------ DATASET

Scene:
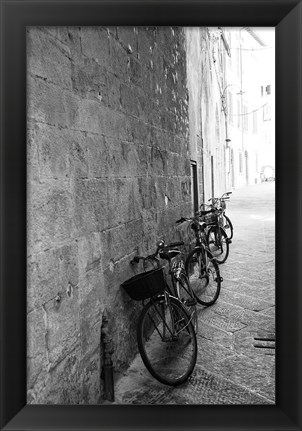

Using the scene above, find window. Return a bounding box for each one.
[253,112,258,133]
[263,105,272,121]
[237,100,241,127]
[191,160,198,214]
[242,105,249,132]
[228,91,233,123]
[239,153,242,174]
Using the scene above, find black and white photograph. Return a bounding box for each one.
[26,26,278,404]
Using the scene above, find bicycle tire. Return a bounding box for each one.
[174,273,198,334]
[223,214,234,239]
[207,225,230,264]
[137,296,197,386]
[185,248,221,306]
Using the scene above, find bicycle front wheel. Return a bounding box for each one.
[185,248,221,306]
[207,226,230,264]
[175,273,198,334]
[137,296,197,386]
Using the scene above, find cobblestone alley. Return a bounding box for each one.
[115,182,275,404]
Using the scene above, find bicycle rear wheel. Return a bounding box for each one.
[207,225,230,264]
[137,296,197,386]
[185,248,221,306]
[175,274,198,334]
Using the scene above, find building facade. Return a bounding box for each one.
[27,27,245,404]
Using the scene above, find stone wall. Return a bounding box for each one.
[27,27,191,404]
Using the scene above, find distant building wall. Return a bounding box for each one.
[27,27,191,404]
[200,27,226,201]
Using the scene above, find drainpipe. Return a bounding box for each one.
[101,316,114,401]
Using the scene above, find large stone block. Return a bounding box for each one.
[27,307,48,388]
[71,58,108,105]
[138,27,154,66]
[117,26,138,57]
[28,123,88,182]
[27,180,74,254]
[108,37,129,80]
[27,242,79,312]
[43,286,81,369]
[107,72,121,111]
[81,26,111,67]
[79,284,105,358]
[107,178,138,226]
[27,76,68,127]
[79,349,104,405]
[27,349,83,405]
[121,84,140,117]
[77,232,102,277]
[27,27,72,89]
[73,178,109,236]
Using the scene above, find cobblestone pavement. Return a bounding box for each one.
[115,182,275,404]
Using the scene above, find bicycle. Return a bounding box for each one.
[176,217,223,306]
[209,192,234,240]
[122,241,197,386]
[198,204,231,264]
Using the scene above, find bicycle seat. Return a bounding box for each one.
[159,250,180,260]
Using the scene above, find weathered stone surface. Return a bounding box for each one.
[27,26,203,404]
[27,27,72,89]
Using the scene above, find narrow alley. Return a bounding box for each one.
[115,182,275,405]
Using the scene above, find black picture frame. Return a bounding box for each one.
[0,0,302,430]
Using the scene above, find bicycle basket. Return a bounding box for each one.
[121,268,166,301]
[220,199,226,210]
[201,213,218,224]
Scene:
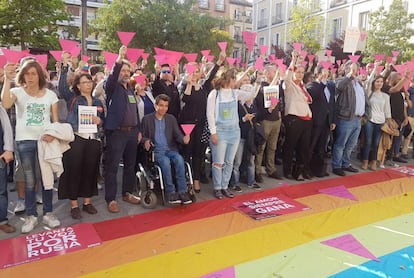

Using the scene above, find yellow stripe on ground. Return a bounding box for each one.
[236,213,414,278]
[81,178,414,278]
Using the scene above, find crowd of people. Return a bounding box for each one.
[0,43,414,233]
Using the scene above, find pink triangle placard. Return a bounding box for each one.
[217,42,227,52]
[1,48,26,64]
[116,31,135,46]
[319,185,358,201]
[200,49,211,58]
[49,50,63,62]
[184,53,198,63]
[348,55,361,63]
[321,234,379,262]
[181,124,195,135]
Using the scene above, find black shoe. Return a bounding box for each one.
[221,189,234,198]
[254,174,263,183]
[342,165,359,173]
[70,207,82,219]
[332,168,346,177]
[268,172,282,180]
[168,192,181,205]
[392,156,408,163]
[214,190,224,200]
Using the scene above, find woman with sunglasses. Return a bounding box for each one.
[58,53,104,219]
[2,59,60,233]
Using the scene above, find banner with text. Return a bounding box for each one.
[233,194,309,220]
[0,223,102,268]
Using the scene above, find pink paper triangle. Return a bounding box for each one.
[49,50,63,62]
[126,48,144,63]
[69,46,81,57]
[185,64,197,74]
[325,49,332,57]
[226,57,236,66]
[374,54,385,61]
[116,32,135,46]
[319,185,358,201]
[184,53,198,63]
[300,50,308,59]
[82,55,90,63]
[292,42,303,52]
[260,45,269,55]
[308,55,315,62]
[217,42,227,52]
[321,234,379,262]
[102,51,118,69]
[348,55,361,63]
[200,49,211,58]
[0,55,7,68]
[181,124,195,135]
[134,74,146,86]
[59,39,79,52]
[34,54,47,69]
[1,48,26,64]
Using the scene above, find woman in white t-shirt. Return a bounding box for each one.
[2,59,60,233]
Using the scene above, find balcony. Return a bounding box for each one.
[257,18,268,29]
[272,15,283,25]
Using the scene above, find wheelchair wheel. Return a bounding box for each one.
[141,190,157,209]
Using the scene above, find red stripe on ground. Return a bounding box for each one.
[93,168,405,241]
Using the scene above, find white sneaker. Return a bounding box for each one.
[14,200,26,214]
[22,215,37,234]
[42,212,60,228]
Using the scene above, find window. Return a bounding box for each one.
[216,0,224,11]
[332,17,342,39]
[198,0,208,9]
[66,5,80,16]
[275,33,280,46]
[359,12,369,31]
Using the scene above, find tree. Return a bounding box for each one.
[289,0,324,53]
[0,0,69,50]
[91,0,233,59]
[367,0,414,61]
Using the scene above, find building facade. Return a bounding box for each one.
[253,0,414,53]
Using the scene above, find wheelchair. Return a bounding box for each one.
[136,146,196,209]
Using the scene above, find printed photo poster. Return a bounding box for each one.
[233,194,310,220]
[263,86,279,108]
[78,105,98,133]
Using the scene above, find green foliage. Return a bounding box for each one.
[289,0,324,53]
[367,0,414,61]
[0,0,69,49]
[91,0,233,59]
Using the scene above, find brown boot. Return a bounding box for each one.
[369,160,377,171]
[361,160,368,170]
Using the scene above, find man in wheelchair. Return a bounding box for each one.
[141,94,192,205]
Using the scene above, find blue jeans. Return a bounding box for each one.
[332,118,361,169]
[231,139,256,186]
[155,151,187,193]
[210,129,240,190]
[0,165,9,225]
[16,140,53,217]
[362,121,382,160]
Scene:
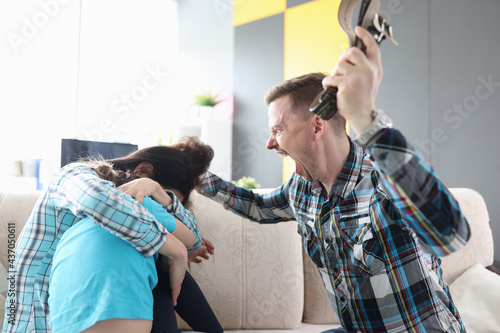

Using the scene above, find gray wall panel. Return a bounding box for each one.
[430,0,500,260]
[233,14,284,187]
[377,0,500,260]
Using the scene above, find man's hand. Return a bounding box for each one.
[158,234,188,306]
[188,240,215,264]
[118,177,172,206]
[323,27,383,134]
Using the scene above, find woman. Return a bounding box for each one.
[4,136,218,332]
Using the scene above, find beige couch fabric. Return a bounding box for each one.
[0,189,497,333]
[181,193,304,329]
[441,188,494,284]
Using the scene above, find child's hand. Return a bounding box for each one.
[188,240,215,264]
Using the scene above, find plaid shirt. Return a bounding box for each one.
[3,164,200,333]
[201,129,470,332]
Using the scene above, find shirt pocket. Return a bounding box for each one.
[339,214,386,278]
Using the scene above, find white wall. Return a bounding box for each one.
[0,0,184,189]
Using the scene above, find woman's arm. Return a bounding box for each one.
[48,164,173,257]
[142,195,196,249]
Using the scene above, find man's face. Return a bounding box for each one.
[267,96,316,181]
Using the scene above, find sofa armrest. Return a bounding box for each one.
[486,260,500,275]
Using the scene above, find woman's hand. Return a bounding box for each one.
[118,177,172,206]
[323,27,383,134]
[188,240,215,264]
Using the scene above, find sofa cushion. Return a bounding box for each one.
[302,250,339,324]
[180,193,304,330]
[441,188,494,284]
[0,192,40,327]
[450,264,500,333]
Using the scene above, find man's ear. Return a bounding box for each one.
[134,162,154,178]
[312,115,328,141]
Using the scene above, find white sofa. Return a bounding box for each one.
[0,189,500,333]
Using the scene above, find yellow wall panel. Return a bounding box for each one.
[233,0,286,26]
[283,0,349,181]
[284,0,349,79]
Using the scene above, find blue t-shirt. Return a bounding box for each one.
[48,197,176,332]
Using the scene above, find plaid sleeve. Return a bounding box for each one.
[200,172,295,223]
[52,165,168,257]
[367,129,470,256]
[164,190,202,251]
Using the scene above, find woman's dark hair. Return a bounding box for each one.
[84,137,214,205]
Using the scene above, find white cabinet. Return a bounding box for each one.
[174,118,233,179]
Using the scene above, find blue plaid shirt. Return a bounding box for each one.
[3,164,201,333]
[201,129,470,332]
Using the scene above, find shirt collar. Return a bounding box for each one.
[328,138,364,198]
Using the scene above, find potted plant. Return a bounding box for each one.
[193,90,221,119]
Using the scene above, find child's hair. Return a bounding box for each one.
[83,137,214,205]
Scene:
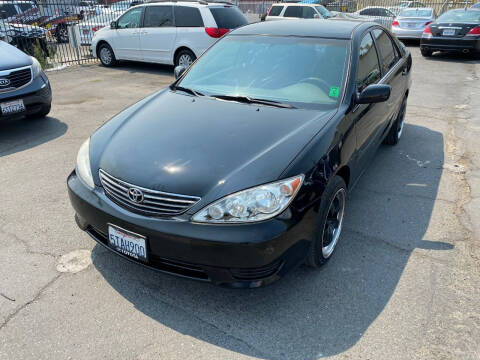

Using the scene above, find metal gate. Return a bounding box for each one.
[0,0,471,68]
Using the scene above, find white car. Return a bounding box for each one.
[91,1,248,67]
[354,6,396,29]
[265,2,334,21]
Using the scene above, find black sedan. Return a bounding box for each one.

------------

__WRITTEN TASK__
Output the stretch of items from the line containing "Using the scene above, find woman." through the line containing "[0,0,184,189]" as a Markdown table with the columns Row and Line. Number each line in Row and skip any blank lines.

__WRITTEN REPLY__
| Row | Line |
|---|---|
| 1 | Using the scene above, find woman. Return a bounding box for each one. |
| 2 | [4,136,218,332] |
| 3 | Using the scene above, find beige couch fabric. Return a bounding box for each one. |
| 4 | [0,189,497,333] |
| 5 | [181,193,304,329] |
| 6 | [441,188,494,284] |
| 7 | Using the scene above, find child's hand. Return a bounding box for each one. |
| 8 | [188,240,215,264] |
| 9 | Using the scene above, find plaid shirt. Return a bounding box for each one. |
| 10 | [3,164,200,333] |
| 11 | [201,129,470,332] |
| 12 | Using the scene above, find shirt pocket. Return a bounding box for each one. |
| 13 | [339,214,386,278] |
| 14 | Using the scene above, find white wall. Return a bounding box for each one. |
| 15 | [0,0,184,189] |